[START OF EXTRACTED TEXT]

Virginia Derby
- Class: Stakes
- Location: Colonial Downs New Kent County, Virginia
- Inaugurated: 1998
- Race type: Thoroughbred - Flat racing
- Website: Colonial Downs

Race information
- Distance: 1+1⁄8 miles (9 furlongs)
- Surface: Dirt
- Track: Left-handed
- Qualification: Three-year-olds
- Weight: 123 lbs with allowances
- Purse: $500,000 (2025)

= Virginia Derby =

The Virginia Derby is an American ungraded Thoroughbred horse race for three-year-olds over a distance of one and one-eighth miles on the dirt held annually in March at Colonial Downs in New Kent County, Virginia. The event currently carries a purse of $500,000.

[END OF EXTRACTED TEXT]

-- DIRECTION 1 --
Which lines of the records contain the string "strip"? Copy each of those lines, treating uppercase and lowercase as different.
-- DIRECTION 2 --
Carry on writing the Virginia Derby article from the point where it ends.

[START OF SOURCE MATERIAL]

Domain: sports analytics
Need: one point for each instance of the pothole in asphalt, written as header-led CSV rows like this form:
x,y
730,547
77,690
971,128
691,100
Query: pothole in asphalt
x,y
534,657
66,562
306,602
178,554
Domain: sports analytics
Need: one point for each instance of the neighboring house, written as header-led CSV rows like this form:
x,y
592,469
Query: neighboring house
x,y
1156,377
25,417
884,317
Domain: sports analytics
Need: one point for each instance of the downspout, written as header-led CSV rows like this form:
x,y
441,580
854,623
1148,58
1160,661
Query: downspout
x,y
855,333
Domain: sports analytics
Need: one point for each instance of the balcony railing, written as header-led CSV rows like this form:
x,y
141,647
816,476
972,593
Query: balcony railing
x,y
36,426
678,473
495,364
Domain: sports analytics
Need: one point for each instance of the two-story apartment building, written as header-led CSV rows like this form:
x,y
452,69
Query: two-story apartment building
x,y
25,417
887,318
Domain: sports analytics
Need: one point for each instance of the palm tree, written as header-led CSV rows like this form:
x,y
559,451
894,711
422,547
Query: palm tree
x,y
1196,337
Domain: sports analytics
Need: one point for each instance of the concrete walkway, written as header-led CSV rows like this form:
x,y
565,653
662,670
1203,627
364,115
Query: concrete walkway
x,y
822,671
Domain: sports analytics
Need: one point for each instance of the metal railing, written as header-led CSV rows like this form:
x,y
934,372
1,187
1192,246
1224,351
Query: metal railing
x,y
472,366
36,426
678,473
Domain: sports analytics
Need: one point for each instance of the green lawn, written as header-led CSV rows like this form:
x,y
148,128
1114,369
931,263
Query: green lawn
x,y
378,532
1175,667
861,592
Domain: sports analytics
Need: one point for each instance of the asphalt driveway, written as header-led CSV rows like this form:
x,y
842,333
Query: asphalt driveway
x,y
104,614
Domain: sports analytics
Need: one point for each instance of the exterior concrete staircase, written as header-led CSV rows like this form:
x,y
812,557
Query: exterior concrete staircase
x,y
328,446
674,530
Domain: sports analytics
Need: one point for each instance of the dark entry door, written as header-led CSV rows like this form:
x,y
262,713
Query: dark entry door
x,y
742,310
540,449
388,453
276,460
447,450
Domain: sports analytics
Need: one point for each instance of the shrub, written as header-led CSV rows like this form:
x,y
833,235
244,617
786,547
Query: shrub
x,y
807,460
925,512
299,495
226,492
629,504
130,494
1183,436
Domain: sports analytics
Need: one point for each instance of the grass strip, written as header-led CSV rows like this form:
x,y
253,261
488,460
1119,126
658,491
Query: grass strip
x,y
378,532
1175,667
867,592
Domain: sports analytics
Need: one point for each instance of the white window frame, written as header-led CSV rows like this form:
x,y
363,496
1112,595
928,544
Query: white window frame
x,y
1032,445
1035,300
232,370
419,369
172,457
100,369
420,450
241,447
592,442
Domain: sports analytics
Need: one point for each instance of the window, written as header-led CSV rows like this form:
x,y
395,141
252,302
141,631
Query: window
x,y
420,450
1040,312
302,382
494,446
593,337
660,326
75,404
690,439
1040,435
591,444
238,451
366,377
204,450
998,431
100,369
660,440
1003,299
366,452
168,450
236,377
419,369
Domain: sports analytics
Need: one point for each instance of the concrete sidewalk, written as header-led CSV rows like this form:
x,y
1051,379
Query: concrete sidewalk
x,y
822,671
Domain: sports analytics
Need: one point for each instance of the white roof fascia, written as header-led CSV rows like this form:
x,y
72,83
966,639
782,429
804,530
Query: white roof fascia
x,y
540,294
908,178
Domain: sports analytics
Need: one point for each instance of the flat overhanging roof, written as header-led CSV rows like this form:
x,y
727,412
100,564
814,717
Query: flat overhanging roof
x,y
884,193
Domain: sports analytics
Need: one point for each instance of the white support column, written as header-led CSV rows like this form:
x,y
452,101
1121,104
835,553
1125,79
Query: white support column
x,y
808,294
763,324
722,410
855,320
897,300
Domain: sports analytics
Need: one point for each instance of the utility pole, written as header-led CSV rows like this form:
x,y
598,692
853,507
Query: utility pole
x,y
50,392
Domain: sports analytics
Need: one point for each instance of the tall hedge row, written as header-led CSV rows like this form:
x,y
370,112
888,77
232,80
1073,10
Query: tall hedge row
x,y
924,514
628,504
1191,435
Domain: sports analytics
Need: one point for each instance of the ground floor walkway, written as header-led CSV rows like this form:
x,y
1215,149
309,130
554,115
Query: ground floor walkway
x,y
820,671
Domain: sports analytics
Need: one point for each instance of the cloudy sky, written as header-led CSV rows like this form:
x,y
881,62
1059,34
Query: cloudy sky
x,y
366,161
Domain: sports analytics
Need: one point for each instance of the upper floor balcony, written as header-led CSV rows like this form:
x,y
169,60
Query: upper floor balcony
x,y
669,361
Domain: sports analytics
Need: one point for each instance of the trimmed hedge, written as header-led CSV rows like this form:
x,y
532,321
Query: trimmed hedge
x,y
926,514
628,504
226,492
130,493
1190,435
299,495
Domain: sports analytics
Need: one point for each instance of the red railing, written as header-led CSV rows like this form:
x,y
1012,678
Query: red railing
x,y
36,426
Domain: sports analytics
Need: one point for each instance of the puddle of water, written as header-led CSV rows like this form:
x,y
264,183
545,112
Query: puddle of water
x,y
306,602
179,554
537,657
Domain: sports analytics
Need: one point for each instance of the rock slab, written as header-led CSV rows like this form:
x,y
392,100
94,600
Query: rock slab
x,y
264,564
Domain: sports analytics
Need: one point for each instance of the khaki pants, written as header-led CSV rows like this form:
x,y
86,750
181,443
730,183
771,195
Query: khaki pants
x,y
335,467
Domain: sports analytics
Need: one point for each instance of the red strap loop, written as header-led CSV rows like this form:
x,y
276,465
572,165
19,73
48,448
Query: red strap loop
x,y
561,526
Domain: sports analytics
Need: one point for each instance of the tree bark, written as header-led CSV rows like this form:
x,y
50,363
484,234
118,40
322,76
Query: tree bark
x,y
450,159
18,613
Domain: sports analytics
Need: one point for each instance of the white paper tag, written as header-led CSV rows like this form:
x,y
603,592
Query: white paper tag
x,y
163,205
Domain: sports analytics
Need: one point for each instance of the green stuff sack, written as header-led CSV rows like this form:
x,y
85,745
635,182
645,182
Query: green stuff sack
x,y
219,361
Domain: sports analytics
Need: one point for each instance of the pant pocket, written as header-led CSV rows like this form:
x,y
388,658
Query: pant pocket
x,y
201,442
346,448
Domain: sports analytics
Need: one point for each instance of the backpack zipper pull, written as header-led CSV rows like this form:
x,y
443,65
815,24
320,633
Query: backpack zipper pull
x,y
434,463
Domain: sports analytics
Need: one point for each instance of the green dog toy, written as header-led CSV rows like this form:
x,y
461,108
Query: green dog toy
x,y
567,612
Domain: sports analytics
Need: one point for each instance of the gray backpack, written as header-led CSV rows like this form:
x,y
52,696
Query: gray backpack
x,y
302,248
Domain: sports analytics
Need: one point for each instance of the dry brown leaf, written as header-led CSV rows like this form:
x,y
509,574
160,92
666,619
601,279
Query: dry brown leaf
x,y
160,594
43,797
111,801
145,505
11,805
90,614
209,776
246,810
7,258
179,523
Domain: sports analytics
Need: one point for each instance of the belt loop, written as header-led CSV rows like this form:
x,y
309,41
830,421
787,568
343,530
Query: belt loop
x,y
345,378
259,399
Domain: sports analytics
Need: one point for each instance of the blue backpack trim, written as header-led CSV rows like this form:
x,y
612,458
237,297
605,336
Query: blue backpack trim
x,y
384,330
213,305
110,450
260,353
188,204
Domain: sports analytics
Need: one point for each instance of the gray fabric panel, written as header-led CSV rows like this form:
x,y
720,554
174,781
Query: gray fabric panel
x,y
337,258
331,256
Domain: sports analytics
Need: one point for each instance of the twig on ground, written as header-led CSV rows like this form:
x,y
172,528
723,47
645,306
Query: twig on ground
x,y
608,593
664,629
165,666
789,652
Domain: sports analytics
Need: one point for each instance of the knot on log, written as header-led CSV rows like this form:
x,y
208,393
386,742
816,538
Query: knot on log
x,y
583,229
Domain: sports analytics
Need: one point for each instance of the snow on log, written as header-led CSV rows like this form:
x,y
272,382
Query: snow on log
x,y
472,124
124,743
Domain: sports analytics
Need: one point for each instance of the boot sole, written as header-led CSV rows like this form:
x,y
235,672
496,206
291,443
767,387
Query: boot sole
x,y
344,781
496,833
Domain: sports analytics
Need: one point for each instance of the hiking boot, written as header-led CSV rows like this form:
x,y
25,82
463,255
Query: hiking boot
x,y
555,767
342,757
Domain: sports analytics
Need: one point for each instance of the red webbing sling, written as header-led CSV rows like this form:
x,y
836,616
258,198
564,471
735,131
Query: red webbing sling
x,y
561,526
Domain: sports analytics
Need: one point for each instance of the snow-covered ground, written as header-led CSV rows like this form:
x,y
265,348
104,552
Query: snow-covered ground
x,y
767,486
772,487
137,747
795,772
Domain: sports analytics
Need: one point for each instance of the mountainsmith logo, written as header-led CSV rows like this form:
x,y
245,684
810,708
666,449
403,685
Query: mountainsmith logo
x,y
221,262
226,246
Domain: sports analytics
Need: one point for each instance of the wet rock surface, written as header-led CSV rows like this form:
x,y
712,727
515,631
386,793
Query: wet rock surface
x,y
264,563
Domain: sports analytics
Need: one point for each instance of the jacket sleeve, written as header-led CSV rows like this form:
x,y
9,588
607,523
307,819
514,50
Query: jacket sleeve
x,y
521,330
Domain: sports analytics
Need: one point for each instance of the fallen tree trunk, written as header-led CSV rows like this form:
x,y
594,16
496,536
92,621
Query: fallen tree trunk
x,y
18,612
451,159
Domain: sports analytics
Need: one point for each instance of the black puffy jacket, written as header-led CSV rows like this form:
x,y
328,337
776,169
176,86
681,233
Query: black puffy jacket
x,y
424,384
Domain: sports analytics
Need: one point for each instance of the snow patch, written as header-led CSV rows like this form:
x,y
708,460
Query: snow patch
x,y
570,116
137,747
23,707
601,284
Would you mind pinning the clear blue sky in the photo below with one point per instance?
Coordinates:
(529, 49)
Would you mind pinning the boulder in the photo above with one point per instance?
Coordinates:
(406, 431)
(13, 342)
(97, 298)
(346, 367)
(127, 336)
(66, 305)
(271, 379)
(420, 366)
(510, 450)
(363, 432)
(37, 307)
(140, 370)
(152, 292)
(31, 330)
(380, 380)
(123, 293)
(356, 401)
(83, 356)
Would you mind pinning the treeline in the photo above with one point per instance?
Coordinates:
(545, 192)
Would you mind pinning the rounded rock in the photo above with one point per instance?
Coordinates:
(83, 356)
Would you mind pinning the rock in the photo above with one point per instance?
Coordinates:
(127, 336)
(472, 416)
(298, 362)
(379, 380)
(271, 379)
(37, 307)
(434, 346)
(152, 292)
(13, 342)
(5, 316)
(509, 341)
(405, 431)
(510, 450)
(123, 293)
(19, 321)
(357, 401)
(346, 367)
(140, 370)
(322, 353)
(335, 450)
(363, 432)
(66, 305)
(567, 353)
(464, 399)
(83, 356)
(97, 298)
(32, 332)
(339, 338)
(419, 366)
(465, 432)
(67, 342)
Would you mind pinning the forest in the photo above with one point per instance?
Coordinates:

[END OF SOURCE MATERIAL]

-- RESULT 1 --
Need: one point for each instance of the grass strip, written as header-led CSV rows like this form:
Query: grass strip

-- RESULT 2 --
==History==

The inaugural running of the event took place on March 15, 2025, as a Road to the Kentucky Derby prep race and was won American Promise who was trained by the US Hall of Fame trainer D. Wayne Lukas and ridden by jockey Nik Juarez by 7 3/4 lengths in a track record time of 1:46.41.

In 2024, Churchill Downs Inc., owners of Colonial Downs announced that the turf event known as the Virginia Derby that was held late in the summer would be moved to the early spring and would transition to the dirt track. The event would be part of a new four-day spring meet at Colonial Downs.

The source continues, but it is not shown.